INFORMASI YANG DIBERIKAN.

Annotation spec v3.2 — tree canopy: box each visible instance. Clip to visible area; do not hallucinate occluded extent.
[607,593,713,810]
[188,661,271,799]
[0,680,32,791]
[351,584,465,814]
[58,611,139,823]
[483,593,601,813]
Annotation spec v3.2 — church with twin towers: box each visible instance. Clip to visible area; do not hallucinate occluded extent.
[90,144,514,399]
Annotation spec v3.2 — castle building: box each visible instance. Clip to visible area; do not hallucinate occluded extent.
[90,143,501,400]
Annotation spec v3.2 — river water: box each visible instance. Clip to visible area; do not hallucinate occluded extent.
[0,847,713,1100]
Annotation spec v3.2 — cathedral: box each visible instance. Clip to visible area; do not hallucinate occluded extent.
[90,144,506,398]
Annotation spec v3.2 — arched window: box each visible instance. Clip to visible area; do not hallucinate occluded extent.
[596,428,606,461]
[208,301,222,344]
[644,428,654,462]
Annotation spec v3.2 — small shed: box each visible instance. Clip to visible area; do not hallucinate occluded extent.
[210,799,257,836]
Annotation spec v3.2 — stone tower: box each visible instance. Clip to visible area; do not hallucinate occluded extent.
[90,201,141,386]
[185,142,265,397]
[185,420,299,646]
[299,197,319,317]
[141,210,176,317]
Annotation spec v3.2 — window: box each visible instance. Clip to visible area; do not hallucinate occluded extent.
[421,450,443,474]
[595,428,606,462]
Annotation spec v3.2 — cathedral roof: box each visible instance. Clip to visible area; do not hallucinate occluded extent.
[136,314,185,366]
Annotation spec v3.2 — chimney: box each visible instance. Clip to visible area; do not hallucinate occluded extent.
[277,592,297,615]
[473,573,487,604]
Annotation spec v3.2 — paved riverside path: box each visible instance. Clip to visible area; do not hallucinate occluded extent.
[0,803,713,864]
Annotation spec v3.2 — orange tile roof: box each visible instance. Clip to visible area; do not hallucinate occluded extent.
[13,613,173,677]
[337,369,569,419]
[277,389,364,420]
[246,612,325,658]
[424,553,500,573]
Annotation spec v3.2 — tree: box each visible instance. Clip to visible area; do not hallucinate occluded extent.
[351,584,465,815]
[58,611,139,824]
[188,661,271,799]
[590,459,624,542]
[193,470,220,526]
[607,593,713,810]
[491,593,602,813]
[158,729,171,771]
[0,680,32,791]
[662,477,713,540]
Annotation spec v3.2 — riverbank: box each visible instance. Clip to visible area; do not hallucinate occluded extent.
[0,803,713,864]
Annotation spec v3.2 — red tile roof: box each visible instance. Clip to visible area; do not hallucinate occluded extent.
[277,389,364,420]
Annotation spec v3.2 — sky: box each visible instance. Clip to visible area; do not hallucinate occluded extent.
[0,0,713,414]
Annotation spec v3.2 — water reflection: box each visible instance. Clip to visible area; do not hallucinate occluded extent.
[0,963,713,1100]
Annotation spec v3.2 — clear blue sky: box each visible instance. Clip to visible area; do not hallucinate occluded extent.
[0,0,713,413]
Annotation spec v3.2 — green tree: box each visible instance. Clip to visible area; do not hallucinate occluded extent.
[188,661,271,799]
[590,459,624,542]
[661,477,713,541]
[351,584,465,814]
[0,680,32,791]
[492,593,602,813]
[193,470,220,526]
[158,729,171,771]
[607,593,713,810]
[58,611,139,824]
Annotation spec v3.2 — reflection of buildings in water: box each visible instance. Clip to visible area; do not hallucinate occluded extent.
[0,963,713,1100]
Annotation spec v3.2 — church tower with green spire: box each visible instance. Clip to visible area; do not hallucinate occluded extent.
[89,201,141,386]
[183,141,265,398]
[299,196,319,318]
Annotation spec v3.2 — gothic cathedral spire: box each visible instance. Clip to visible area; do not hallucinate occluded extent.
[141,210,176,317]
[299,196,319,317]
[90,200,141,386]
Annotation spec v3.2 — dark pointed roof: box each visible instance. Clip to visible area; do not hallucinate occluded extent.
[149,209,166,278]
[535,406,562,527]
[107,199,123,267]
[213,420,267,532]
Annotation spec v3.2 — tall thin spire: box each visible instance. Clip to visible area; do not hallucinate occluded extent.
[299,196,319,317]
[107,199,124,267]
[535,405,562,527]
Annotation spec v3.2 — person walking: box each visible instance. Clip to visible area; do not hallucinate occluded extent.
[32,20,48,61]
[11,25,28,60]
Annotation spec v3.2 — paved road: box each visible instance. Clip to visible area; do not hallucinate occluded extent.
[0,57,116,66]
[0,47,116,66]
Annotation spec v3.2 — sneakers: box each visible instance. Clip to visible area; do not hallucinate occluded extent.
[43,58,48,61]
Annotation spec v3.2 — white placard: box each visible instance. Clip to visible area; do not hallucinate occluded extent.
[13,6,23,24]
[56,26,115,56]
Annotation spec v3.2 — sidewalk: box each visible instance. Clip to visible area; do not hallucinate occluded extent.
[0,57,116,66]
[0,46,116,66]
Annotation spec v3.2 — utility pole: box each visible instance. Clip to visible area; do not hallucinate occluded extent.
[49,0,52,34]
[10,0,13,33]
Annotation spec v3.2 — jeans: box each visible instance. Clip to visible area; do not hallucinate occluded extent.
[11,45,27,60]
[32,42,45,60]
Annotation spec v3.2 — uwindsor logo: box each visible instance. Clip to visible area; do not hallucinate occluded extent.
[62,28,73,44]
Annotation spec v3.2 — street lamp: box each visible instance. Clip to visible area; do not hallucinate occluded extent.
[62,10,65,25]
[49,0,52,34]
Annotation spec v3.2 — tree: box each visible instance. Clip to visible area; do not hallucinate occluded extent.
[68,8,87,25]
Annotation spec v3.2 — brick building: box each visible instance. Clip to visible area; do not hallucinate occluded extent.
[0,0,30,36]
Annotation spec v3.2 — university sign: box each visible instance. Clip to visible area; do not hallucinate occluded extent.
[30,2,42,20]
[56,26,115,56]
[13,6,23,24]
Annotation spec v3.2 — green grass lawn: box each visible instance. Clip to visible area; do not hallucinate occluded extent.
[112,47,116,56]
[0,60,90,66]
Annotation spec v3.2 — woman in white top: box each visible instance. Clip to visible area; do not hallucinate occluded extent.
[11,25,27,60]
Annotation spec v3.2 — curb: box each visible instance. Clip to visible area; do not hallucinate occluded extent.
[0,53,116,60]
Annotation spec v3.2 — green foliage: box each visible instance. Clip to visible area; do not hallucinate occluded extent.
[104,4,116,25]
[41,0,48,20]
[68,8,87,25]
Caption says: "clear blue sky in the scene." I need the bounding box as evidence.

PERMINTAAN. Sajikan bagian entri dari baris paling awal sampai baris yang memuat "[136,314,185,366]" sebagai daftar bernomor, dengan kedua batas itu ikut disertakan. Baris kosong tidak perlu dimasukkan.

HASIL.
1. Annotation spec v3.2 — tree canopy: box each visible instance. Clip to visible area; do not hallucinate occluded extent.
2. [607,593,713,810]
3. [188,661,271,799]
4. [0,680,32,791]
5. [351,584,465,814]
6. [58,611,139,823]
7. [483,593,601,813]
8. Annotation spec v3.2 — church with twin towers: box each visible instance. Clip to visible area; do not hallucinate occluded extent.
9. [90,144,514,399]
10. Annotation spec v3.2 — castle building: box each visible instance. Clip to visible area; do not hallucinate occluded extent.
11. [90,143,501,400]
12. Annotation spec v3.2 — river water: box each visible instance. Clip to visible area; do not hallucinate occluded extent.
13. [0,847,713,1100]
14. Annotation spec v3.2 — cathedral: box each visible instance. Clip to visible area; do not hallucinate occluded extent.
15. [90,144,506,398]
16. Annotation spec v3.2 — arched window: box each visible instance. Clip to visible area; do not hallucinate occluded extent.
17. [596,428,606,461]
18. [208,301,222,344]
19. [644,428,654,462]
20. Annotation spec v3.2 — small shed: box each visible instance. Clip to visible area; do not hallucinate occluded extent.
21. [210,799,257,836]
22. Annotation spec v3.2 — stone tower: box each visible instance. Clip to visible area; do not hallucinate occluded extent.
23. [90,201,141,386]
24. [185,142,265,397]
25. [185,420,299,646]
26. [299,197,319,317]
27. [141,210,176,317]
28. Annotation spec v3.2 — window: box each visible instance. Clip to visible area; do not hallucinate occluded extent.
29. [421,450,443,474]
30. [595,428,606,462]
31. Annotation spec v3.2 — cathedral roof: box each visible instance. Clip to visible area; do not hallucinate occluded extent.
32. [136,314,185,366]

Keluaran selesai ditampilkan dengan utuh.